(BRIEF)
What you need to produce from the material below is an exact transcription of the lines from the one with "Target: person's head" through the one with "Target: sailboat hull", both included, and no other line.

BEGIN DATASET CONTENT

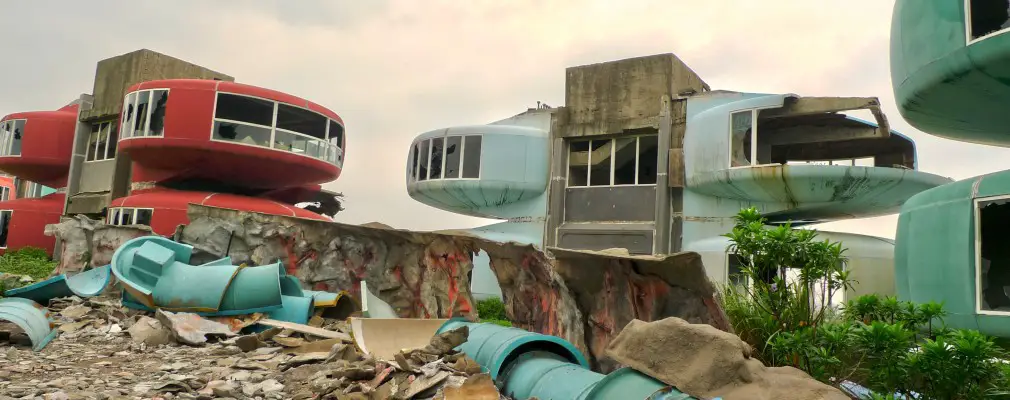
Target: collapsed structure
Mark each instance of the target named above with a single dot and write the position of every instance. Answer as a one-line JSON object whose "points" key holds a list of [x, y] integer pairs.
{"points": [[157, 134], [645, 158], [949, 71]]}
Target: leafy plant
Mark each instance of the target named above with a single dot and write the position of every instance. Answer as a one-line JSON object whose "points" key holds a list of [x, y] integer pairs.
{"points": [[493, 310], [32, 262], [894, 347]]}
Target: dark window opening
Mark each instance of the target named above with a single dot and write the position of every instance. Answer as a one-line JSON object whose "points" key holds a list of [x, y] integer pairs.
{"points": [[994, 268], [143, 216], [93, 141], [740, 131], [248, 134], [579, 163], [140, 121], [734, 271], [453, 144], [413, 161], [472, 157], [624, 161], [336, 131], [599, 162], [988, 16], [648, 159], [161, 99], [422, 169], [243, 109], [18, 133], [128, 115], [436, 156], [301, 120], [5, 216], [110, 153]]}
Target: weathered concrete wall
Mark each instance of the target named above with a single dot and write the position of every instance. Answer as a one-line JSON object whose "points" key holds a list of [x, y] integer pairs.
{"points": [[113, 76], [608, 98], [85, 241], [581, 296]]}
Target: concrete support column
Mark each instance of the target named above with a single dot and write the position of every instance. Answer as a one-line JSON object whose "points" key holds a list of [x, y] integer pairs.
{"points": [[661, 242]]}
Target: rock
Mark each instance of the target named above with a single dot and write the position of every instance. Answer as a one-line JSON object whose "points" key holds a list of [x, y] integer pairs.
{"points": [[149, 331], [191, 328]]}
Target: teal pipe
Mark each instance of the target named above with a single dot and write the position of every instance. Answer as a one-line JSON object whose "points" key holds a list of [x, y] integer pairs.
{"points": [[525, 365]]}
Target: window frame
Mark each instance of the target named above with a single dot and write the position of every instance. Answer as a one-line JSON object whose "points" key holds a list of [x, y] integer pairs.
{"points": [[146, 122], [329, 152], [108, 142], [414, 170], [10, 216], [968, 28], [977, 219], [117, 212], [613, 160], [7, 140]]}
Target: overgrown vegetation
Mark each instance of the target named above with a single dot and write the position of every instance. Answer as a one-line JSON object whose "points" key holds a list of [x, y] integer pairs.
{"points": [[493, 310], [888, 345], [32, 262]]}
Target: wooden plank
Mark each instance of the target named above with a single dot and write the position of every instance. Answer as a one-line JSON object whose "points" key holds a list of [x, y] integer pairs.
{"points": [[298, 327]]}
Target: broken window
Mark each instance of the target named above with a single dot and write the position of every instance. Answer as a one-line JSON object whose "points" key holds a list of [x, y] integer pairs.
{"points": [[300, 120], [160, 99], [244, 109], [453, 150], [414, 154], [994, 260], [987, 17], [101, 142], [422, 168], [16, 135], [127, 112], [472, 156], [600, 162], [434, 171], [11, 132], [741, 124], [142, 111], [622, 161], [5, 216]]}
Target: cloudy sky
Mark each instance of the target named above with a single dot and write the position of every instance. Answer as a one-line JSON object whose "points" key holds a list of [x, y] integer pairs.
{"points": [[395, 69]]}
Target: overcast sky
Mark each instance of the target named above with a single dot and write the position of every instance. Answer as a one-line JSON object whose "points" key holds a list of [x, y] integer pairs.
{"points": [[395, 69]]}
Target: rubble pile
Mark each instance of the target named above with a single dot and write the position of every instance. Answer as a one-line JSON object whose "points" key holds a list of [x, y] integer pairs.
{"points": [[107, 352]]}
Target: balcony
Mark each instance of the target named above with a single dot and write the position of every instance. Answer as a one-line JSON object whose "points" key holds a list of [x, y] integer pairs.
{"points": [[807, 167], [238, 133]]}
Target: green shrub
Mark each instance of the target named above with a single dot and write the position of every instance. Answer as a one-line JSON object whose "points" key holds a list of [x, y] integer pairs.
{"points": [[492, 310], [32, 262], [889, 345]]}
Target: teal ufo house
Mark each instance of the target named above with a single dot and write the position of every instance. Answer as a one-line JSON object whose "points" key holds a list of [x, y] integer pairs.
{"points": [[646, 158], [950, 74]]}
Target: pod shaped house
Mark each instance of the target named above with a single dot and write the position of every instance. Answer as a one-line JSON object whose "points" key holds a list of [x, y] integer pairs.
{"points": [[950, 68]]}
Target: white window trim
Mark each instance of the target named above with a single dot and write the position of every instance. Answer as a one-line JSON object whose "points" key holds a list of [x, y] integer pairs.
{"points": [[416, 166], [7, 140], [977, 212], [613, 153], [146, 122], [8, 226], [968, 27], [104, 151], [116, 214], [328, 155]]}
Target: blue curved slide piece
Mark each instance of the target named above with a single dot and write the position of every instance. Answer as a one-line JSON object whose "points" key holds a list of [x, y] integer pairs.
{"points": [[525, 365], [86, 284], [35, 320]]}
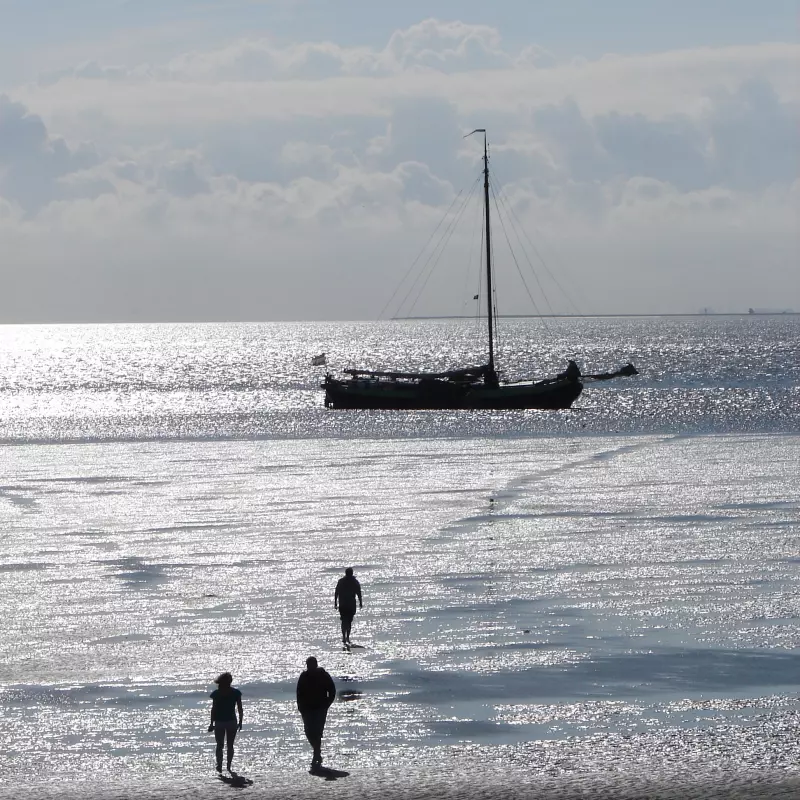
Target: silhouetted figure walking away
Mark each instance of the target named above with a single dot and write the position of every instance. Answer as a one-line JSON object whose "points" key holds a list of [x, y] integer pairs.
{"points": [[225, 702], [315, 693], [344, 598]]}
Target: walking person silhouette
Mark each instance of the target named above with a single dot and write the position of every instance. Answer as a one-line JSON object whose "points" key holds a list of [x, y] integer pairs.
{"points": [[315, 693], [226, 701], [344, 598]]}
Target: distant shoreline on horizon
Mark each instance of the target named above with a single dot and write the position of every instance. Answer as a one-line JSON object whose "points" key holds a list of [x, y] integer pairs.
{"points": [[585, 316], [407, 319]]}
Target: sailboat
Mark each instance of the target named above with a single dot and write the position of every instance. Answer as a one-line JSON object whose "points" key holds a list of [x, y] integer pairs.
{"points": [[473, 387]]}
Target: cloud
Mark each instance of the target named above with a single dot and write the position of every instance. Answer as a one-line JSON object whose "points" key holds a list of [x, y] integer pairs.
{"points": [[272, 181], [31, 162]]}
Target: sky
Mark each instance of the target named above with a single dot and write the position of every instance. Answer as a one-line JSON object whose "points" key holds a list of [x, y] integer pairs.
{"points": [[180, 160]]}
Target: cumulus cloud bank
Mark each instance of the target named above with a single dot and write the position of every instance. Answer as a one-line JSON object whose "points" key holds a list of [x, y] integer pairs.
{"points": [[260, 181]]}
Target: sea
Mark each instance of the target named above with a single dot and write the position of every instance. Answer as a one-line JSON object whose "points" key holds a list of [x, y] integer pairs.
{"points": [[599, 602]]}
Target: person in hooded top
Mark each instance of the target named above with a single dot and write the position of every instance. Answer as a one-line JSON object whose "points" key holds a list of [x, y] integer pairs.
{"points": [[226, 702], [315, 693], [344, 598]]}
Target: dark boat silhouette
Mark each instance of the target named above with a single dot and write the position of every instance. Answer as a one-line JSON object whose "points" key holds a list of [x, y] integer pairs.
{"points": [[477, 387]]}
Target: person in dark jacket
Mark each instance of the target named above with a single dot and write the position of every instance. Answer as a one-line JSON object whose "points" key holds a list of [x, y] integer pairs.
{"points": [[226, 702], [344, 598], [315, 693]]}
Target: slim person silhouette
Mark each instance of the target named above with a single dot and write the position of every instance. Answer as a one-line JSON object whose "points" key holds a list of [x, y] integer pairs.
{"points": [[225, 702], [344, 598], [315, 693]]}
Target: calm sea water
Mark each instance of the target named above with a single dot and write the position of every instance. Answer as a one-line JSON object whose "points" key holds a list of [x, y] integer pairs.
{"points": [[709, 374], [609, 591]]}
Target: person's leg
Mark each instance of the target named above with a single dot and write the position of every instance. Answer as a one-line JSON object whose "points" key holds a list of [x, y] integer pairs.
{"points": [[349, 625], [319, 727], [313, 730], [219, 735], [231, 735]]}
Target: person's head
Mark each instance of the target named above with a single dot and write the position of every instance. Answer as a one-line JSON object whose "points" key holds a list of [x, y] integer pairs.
{"points": [[224, 680]]}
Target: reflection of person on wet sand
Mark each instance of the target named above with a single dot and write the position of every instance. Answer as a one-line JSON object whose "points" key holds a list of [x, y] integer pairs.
{"points": [[315, 693], [344, 598], [225, 702]]}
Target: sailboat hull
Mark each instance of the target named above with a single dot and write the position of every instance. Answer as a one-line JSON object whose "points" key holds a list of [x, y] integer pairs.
{"points": [[396, 395]]}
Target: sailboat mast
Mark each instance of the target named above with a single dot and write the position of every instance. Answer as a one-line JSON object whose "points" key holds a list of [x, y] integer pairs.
{"points": [[489, 305]]}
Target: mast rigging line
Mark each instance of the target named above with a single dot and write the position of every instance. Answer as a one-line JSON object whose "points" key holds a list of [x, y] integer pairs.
{"points": [[419, 255], [438, 247], [519, 270], [517, 225], [442, 246]]}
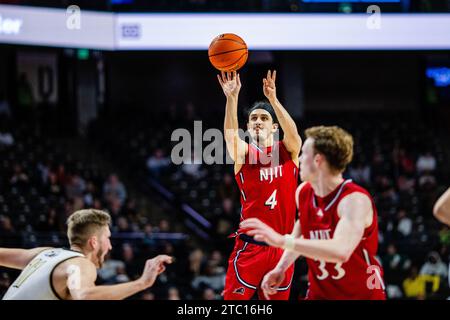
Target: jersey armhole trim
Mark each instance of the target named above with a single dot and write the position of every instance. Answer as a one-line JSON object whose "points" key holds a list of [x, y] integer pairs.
{"points": [[51, 276]]}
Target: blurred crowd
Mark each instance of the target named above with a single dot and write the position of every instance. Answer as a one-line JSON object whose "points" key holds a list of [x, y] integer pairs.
{"points": [[401, 162]]}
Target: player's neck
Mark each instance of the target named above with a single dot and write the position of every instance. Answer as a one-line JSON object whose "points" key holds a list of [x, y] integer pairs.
{"points": [[326, 183], [265, 143], [78, 249]]}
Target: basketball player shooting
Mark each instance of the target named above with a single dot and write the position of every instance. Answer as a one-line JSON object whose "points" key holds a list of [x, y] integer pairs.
{"points": [[337, 229], [70, 274], [267, 187]]}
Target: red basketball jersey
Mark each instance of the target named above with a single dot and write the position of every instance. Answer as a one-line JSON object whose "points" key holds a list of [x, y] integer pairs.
{"points": [[267, 182], [361, 277]]}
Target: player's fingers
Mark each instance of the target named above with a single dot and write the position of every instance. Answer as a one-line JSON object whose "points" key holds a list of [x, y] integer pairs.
{"points": [[259, 237], [266, 295], [220, 80]]}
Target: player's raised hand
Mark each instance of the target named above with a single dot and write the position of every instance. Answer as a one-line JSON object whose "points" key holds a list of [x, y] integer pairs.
{"points": [[269, 87], [230, 83], [153, 268], [262, 232], [271, 282]]}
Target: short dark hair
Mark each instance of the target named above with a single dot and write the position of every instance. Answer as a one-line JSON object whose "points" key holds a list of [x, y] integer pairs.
{"points": [[334, 143], [265, 106]]}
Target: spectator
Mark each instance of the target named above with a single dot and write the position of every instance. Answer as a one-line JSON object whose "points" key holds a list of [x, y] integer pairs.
{"points": [[114, 189], [173, 294], [209, 294], [158, 163], [75, 187], [434, 266], [6, 138], [5, 108], [415, 286], [405, 224], [19, 177], [109, 271], [212, 277], [133, 267], [426, 162], [394, 265], [360, 173]]}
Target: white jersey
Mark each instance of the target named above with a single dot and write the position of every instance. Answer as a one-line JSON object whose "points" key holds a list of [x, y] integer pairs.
{"points": [[35, 281]]}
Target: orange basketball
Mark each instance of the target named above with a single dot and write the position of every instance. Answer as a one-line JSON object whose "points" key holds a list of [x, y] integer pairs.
{"points": [[228, 52]]}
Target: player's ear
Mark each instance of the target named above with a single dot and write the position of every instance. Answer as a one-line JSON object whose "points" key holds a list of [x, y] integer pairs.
{"points": [[275, 127], [93, 242]]}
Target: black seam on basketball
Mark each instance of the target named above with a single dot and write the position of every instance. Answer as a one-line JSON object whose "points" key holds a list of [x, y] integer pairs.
{"points": [[218, 54], [233, 62], [232, 40]]}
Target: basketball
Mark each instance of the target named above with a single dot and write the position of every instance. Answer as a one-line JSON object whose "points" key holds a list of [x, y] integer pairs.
{"points": [[228, 52]]}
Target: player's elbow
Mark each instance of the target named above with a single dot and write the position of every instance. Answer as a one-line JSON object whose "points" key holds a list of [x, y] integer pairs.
{"points": [[343, 255], [440, 213], [82, 294], [437, 211]]}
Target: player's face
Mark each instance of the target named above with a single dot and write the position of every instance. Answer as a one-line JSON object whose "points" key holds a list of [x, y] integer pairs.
{"points": [[308, 163], [104, 246], [260, 125]]}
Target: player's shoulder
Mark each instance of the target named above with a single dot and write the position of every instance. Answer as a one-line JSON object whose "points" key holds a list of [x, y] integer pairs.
{"points": [[80, 262], [352, 187]]}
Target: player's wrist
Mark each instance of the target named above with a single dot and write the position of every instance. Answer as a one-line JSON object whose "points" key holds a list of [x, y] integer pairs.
{"points": [[288, 242]]}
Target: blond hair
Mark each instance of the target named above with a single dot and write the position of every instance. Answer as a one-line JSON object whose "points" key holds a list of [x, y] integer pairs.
{"points": [[82, 224], [335, 144]]}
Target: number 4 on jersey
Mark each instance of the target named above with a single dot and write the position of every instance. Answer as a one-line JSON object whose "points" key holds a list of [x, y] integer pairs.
{"points": [[272, 201]]}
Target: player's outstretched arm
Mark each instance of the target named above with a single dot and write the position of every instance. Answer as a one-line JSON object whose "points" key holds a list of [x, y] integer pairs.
{"points": [[355, 211], [18, 258], [84, 288], [292, 139], [441, 208], [231, 85]]}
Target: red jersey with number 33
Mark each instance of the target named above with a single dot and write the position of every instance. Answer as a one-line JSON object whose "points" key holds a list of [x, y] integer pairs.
{"points": [[361, 277], [267, 182]]}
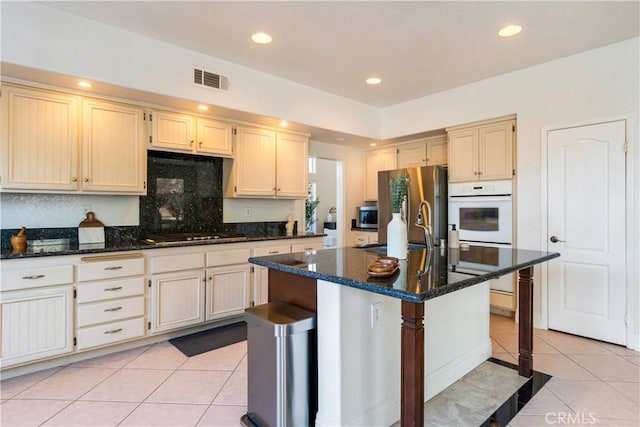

END DATASET CONTENT

(RESPONSE FOR THIS EXERCISE)
Target: person's head
Mark each instance of the target named above with a single dot and write the position of every instance. Answer as a one-line JSON object whose "points" key holds a list of [x, y] integer pairs.
{"points": [[224, 680]]}
Target: reflection of person on wet sand
Mark each instance of the target named above with a single dot and write the position of every instance. Answer as a one-line JSON object whose "points" key holds a list of [x, y] integer pairs.
{"points": [[315, 693], [344, 598], [225, 702]]}
Target: sailboat hull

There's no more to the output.